Study text:
*-*-*
Russia's ambassador to Sudan has died at his residence in Khartoum, Sudanese and Russian officials have said.
Mirgayas Shirinsky, a career diplomat who was in his early 60s, was at least the sixth serving Russian diplomat to die in the past two years.
A Sudanese Foreign Ministry statement did not give the cause of death, but Russian Embassy spokesman Sergei Konyashin said there were signs Shirinsky had suffered a severe heart attack on August 23.
"Doctors were summoned but were unable to save him," Konyashin said on state-run Rossia-24 television.
A Sudanese police spokesman said it was believed that Shirinsky had high blood pressure.
The AFP news agency quoted a senior police officer in Khartoum whom it did not name as saying the ambassador "died while he was swimming in his pool at his house."
Shirinsky's death came six months after the longtime Russian ambassador to the UN, Vitaly Churkin, died suddenly in New York on the day before his 65th birthday.
The New York City medical examiner's office declined to release autopsy results, citing diplomatic immunity, but The Associated Press quoted senior officials speaking on condition of anonymity as saying the examiner found that Churkin died of a heart attack.
*-*-*
Problem statement:
Write the next part of the article about the death of Russia's ambassador to Sudan. The listing that comes next is separate material with no connection to the article above.

Data supplied:
*-*-*
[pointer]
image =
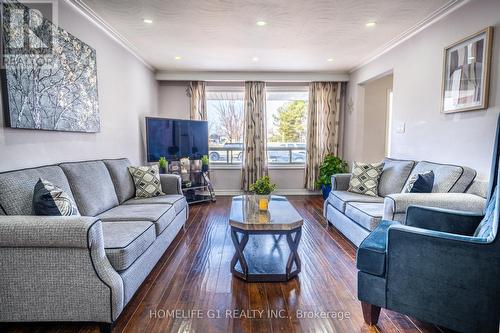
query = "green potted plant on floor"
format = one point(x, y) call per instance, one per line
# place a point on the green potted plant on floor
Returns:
point(262, 190)
point(331, 165)
point(163, 165)
point(204, 163)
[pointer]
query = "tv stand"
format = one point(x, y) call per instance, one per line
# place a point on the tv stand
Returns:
point(197, 187)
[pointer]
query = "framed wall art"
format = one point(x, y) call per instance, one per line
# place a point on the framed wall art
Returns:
point(466, 73)
point(49, 77)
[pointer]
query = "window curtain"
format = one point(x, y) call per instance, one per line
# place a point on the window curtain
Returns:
point(196, 91)
point(254, 134)
point(326, 101)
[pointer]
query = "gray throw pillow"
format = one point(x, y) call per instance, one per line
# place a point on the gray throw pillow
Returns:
point(50, 200)
point(365, 178)
point(146, 180)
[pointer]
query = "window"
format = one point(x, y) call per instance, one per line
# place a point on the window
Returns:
point(286, 109)
point(225, 124)
point(286, 124)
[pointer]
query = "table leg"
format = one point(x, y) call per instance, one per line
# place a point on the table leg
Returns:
point(239, 246)
point(293, 243)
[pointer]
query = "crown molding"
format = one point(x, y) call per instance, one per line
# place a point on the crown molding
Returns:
point(250, 76)
point(432, 18)
point(99, 22)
*-*-*
Answer to this exercise:
The Russian ambassador to India, Aleksandr Kadakin, died in January in New Delhi at the age of 67. State-run Russian media reported that the cause was heart failure.
Russian and Greek officials said that consul Andrei Malanin, who was found dead on his bedroom floor in Athens earlier in January, died of natural causes. He was 55.
The Russian ambassador to Turkey, Andrei Karlov, was shot dead by an off-duty Turkish police officer at a photography exhibit in Ankara on December 19, 2016.
Andrei Vorobyov, the Russian charge d'affaires in Ukraine, died in Moscow on May 30, 2016, after suffering a stroke, according to state news agency TASS.